#### [WORKING DATA]

******************************

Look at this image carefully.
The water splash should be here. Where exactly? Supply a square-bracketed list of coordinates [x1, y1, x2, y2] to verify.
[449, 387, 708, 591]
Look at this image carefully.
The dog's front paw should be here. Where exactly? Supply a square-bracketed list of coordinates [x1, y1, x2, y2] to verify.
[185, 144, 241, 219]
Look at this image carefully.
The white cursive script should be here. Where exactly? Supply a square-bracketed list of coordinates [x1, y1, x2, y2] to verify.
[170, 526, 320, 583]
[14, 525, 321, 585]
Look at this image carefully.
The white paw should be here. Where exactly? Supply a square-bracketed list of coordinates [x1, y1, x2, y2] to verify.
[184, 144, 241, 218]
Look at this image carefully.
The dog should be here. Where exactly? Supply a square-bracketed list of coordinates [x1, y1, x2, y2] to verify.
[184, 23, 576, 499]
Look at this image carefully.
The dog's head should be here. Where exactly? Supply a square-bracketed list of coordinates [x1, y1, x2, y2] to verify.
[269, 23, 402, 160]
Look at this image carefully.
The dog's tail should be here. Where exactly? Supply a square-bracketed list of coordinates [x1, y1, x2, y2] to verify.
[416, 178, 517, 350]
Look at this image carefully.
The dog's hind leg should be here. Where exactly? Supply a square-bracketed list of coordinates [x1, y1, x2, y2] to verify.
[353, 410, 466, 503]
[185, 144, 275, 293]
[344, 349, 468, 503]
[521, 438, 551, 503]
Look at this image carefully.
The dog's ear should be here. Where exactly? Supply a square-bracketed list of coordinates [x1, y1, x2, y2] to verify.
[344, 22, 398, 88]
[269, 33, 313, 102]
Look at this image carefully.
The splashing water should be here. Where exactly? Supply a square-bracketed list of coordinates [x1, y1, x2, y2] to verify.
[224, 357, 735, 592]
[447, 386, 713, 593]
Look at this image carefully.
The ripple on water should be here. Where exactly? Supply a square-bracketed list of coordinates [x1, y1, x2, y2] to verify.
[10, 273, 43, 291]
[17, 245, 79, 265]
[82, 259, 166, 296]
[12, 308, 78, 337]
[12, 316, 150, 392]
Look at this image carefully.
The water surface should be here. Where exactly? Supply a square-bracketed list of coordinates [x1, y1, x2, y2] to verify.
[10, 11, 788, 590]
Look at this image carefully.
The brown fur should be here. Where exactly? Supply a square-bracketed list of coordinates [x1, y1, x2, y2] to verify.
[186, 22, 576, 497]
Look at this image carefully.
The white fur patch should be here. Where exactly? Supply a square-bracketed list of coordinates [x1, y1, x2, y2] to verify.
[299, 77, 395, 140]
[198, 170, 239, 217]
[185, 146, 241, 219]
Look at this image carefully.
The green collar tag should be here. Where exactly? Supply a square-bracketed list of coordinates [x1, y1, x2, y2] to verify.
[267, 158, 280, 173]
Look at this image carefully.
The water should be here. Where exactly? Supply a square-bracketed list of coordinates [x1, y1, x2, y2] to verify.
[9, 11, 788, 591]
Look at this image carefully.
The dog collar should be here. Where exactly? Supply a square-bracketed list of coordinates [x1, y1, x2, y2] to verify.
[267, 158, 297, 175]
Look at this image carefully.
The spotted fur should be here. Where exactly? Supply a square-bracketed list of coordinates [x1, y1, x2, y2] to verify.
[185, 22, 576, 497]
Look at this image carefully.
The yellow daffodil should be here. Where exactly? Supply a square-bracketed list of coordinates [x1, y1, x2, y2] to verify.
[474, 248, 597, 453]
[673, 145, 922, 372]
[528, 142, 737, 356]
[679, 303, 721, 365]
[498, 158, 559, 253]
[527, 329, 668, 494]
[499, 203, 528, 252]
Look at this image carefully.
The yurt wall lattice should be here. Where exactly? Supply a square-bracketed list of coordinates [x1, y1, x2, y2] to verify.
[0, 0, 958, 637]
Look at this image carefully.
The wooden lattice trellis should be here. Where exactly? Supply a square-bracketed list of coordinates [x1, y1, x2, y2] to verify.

******************************

#### [TASK INSTRUCTIONS]
Every entry, from top to bottom, should be repeated word for word.

#### [OUTPUT OF THE EXERCISE]
Look at this image carefully.
The water splash should be here. Where exactly? Supply a square-bracketed list of coordinates [x1, y1, x2, y2] to verify.
[449, 387, 708, 591]
Look at this image carefully.
The dog's front paw should be here. Where exactly? Supply a square-bracketed list of coordinates [x1, y1, x2, y2] to verify.
[185, 144, 241, 219]
Look at this image carefully.
The white cursive script should be here. Where exactly? Supply a square-bracketed list of coordinates [x1, y1, x2, y2] to verify.
[170, 526, 320, 583]
[14, 525, 321, 585]
Look at this image carefully.
The white paw should be here. Where exactly? Supply a square-bracketed list of coordinates [x1, y1, x2, y2] to verify.
[184, 144, 241, 218]
Look at this image carefully.
The dog should be here. Where exactly? Supply a square-bracketed list of coordinates [x1, y1, x2, y2] to verify.
[184, 23, 576, 499]
Look at this image carefully.
The dog's head should be here. Where exactly? Supply a square-bracketed list of coordinates [x1, y1, x2, y2] to verify.
[269, 23, 402, 160]
Look at this image carefully.
The dog's tail should be here. Where exactly? Supply a square-bracketed list of coordinates [x1, y1, x2, y2] to verify.
[416, 178, 517, 350]
Look at this image carefully.
The dog's hind leg should be here. Where exactly? Supply a square-bracketed list of coordinates [x1, y1, x2, y2] to verify.
[353, 410, 466, 503]
[185, 144, 275, 293]
[344, 349, 468, 503]
[521, 438, 551, 503]
Look at this image carefully.
The dog's ear should be here. Where exactly? Supply a square-bracketed list of coordinates [x1, y1, x2, y2] to verify.
[344, 22, 398, 88]
[269, 33, 313, 102]
Look at this image carefully.
The splashing water should be here. Where exactly? Supply a square-bracketed list of coordinates [x1, y1, x2, y2] to verify.
[224, 357, 735, 592]
[447, 386, 713, 593]
Look at this image carefully.
The ripple on water should be here. Where exactly? Supply a square-bracketed list of coordinates [x1, y1, x2, y2] to verify.
[10, 273, 43, 291]
[17, 245, 79, 265]
[82, 259, 166, 296]
[12, 308, 78, 337]
[12, 316, 150, 392]
Look at this image carefully.
The water surface should be here. Where exactly? Supply a square-bracketed list of coordinates [x1, y1, x2, y2] to verify.
[10, 11, 788, 590]
Look at this image carefully.
The brown fur should be here. Where exactly? Supply a square-bracketed list of coordinates [x1, y1, x2, y2] to verify.
[186, 22, 576, 497]
Look at this image carefully.
The white fur patch should be here. Where exactly? Supply a square-bracketed list of coordinates [x1, y1, x2, y2] to verify.
[299, 77, 395, 140]
[198, 170, 239, 217]
[185, 146, 241, 219]
Look at this image carefully.
The green collar tag should be here. Where exactly? Supply a square-bracketed list of coordinates [x1, y1, x2, y2] to verify.
[267, 158, 280, 173]
Look at this image carefully.
The water should be here. Where exactly? Supply a square-bracketed list of coordinates [x1, y1, x2, y2] to verify.
[9, 11, 788, 591]
Look at this image carefully.
The dog collar should be here. Where exactly? Supply a square-bracketed list of coordinates [x1, y1, x2, y2] to verify.
[267, 158, 297, 175]
Look at this image carefully.
The spotted fur should be here. Where exactly? Supply a square-bracketed list of coordinates [x1, y1, x2, y2] to verify.
[185, 22, 576, 497]
Look at this image carefully.
The yellow daffodil should be here. Where exactly? Supply a square-bracketed list of coordinates [x1, y1, x2, y2] to verify.
[474, 248, 597, 453]
[673, 145, 922, 372]
[528, 142, 737, 356]
[679, 303, 721, 365]
[498, 158, 559, 253]
[527, 329, 668, 494]
[499, 203, 528, 252]
Look at this image carefully.
The yurt wall lattice should be here. Where exactly? Supply a square-bracketed list of coordinates [x1, y1, x2, y2] to verify.
[0, 0, 958, 637]
Look at this image carefully.
The wooden lattice trellis should be here. Where exactly? Supply a square-bracketed list of coordinates [x1, y1, x2, y2] to verify.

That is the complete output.